**Short exercise:**
Pull out each line in the records that contains the string "wall".

**Material for the task:**

-------

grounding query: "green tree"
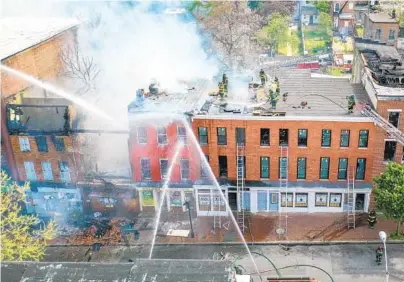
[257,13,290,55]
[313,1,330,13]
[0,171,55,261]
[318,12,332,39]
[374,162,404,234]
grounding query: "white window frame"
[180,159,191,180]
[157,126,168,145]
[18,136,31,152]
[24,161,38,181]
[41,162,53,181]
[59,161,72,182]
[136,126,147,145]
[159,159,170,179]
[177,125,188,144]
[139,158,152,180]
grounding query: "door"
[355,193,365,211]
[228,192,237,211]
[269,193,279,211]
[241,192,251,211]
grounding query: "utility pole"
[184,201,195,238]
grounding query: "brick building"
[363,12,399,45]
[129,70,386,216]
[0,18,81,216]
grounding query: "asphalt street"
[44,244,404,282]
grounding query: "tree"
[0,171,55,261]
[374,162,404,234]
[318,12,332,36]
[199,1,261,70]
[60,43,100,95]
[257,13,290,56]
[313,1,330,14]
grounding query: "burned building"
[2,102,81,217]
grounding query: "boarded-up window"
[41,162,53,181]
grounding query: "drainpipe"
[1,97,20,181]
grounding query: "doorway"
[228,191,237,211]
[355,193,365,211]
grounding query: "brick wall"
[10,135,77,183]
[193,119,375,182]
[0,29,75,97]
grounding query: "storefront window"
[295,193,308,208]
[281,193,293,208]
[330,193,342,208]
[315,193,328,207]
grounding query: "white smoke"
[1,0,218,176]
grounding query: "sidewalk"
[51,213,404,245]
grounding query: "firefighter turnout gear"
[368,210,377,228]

-------

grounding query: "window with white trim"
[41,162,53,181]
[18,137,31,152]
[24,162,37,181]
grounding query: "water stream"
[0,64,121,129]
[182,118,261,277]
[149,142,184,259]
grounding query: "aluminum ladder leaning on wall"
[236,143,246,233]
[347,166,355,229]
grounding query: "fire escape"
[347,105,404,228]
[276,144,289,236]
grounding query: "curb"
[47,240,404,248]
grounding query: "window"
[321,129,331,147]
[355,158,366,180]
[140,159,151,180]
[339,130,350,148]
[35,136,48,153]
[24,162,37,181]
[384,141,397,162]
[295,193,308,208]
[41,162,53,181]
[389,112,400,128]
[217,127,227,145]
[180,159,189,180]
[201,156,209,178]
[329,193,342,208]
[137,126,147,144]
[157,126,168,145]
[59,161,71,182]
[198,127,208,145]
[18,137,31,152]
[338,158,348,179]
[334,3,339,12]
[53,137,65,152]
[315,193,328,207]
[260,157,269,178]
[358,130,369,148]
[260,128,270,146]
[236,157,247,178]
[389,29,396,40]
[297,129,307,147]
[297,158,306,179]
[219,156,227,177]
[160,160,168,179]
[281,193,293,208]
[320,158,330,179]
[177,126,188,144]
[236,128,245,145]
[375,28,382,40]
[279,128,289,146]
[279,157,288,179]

-------

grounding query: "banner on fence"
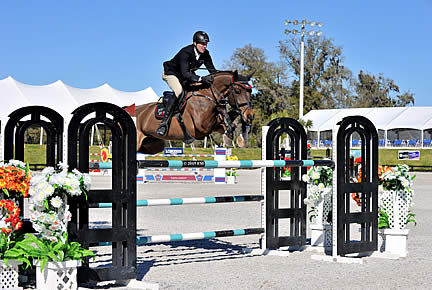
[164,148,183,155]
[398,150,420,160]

-------

**Result of this task:**
grounding query: "brick wall"
grounding query: "aluminum ladder leaning on wall"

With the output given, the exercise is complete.